## EXERCISE BRIEF
Find each line below that includes "handle", then copy it.

---------- LISTED RECORDS ----------

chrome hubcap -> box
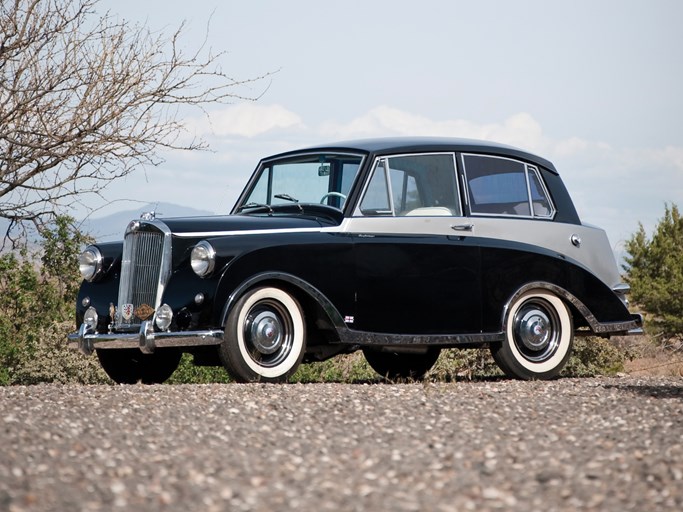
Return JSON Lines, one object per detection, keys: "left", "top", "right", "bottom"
{"left": 517, "top": 310, "right": 551, "bottom": 351}
{"left": 513, "top": 299, "right": 560, "bottom": 362}
{"left": 248, "top": 311, "right": 283, "bottom": 355}
{"left": 243, "top": 300, "right": 294, "bottom": 368}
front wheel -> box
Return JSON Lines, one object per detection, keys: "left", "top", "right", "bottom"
{"left": 220, "top": 287, "right": 306, "bottom": 383}
{"left": 491, "top": 289, "right": 573, "bottom": 380}
{"left": 363, "top": 347, "right": 441, "bottom": 380}
{"left": 96, "top": 348, "right": 181, "bottom": 384}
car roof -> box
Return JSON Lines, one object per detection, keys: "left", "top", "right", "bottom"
{"left": 266, "top": 137, "right": 558, "bottom": 173}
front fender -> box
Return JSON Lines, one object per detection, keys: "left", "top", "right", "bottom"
{"left": 217, "top": 271, "right": 346, "bottom": 331}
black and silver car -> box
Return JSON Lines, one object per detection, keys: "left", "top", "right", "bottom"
{"left": 69, "top": 137, "right": 642, "bottom": 382}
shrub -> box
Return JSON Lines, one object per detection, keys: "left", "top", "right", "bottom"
{"left": 624, "top": 203, "right": 683, "bottom": 342}
{"left": 0, "top": 217, "right": 101, "bottom": 385}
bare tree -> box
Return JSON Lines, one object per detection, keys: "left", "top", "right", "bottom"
{"left": 0, "top": 0, "right": 267, "bottom": 239}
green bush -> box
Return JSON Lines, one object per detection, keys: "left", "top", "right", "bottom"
{"left": 624, "top": 203, "right": 683, "bottom": 342}
{"left": 561, "top": 337, "right": 628, "bottom": 377}
{"left": 0, "top": 217, "right": 106, "bottom": 385}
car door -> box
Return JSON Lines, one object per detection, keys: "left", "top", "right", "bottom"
{"left": 347, "top": 153, "right": 481, "bottom": 335}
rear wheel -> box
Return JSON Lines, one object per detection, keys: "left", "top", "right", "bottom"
{"left": 491, "top": 289, "right": 573, "bottom": 380}
{"left": 220, "top": 287, "right": 306, "bottom": 383}
{"left": 96, "top": 348, "right": 181, "bottom": 384}
{"left": 363, "top": 347, "right": 441, "bottom": 380}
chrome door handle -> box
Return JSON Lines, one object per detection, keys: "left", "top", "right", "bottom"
{"left": 451, "top": 223, "right": 473, "bottom": 232}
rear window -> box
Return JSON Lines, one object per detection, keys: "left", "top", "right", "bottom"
{"left": 462, "top": 154, "right": 554, "bottom": 218}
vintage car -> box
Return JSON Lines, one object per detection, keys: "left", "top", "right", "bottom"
{"left": 69, "top": 137, "right": 642, "bottom": 383}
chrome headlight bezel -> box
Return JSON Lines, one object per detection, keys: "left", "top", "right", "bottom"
{"left": 191, "top": 241, "right": 216, "bottom": 278}
{"left": 78, "top": 246, "right": 103, "bottom": 282}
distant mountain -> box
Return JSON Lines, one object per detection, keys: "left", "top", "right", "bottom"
{"left": 0, "top": 203, "right": 217, "bottom": 250}
{"left": 80, "top": 203, "right": 215, "bottom": 242}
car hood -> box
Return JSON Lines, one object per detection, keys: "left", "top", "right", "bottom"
{"left": 157, "top": 214, "right": 329, "bottom": 237}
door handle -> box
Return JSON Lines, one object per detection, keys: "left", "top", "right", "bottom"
{"left": 451, "top": 223, "right": 473, "bottom": 232}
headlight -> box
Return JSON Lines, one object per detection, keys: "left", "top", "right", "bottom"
{"left": 78, "top": 246, "right": 103, "bottom": 282}
{"left": 191, "top": 241, "right": 216, "bottom": 277}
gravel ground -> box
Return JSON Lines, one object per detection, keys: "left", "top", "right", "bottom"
{"left": 1, "top": 377, "right": 682, "bottom": 512}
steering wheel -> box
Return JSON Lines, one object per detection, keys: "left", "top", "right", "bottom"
{"left": 319, "top": 192, "right": 347, "bottom": 206}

----------

## TASK RESULT
chrome door handle -> box
door handle -> box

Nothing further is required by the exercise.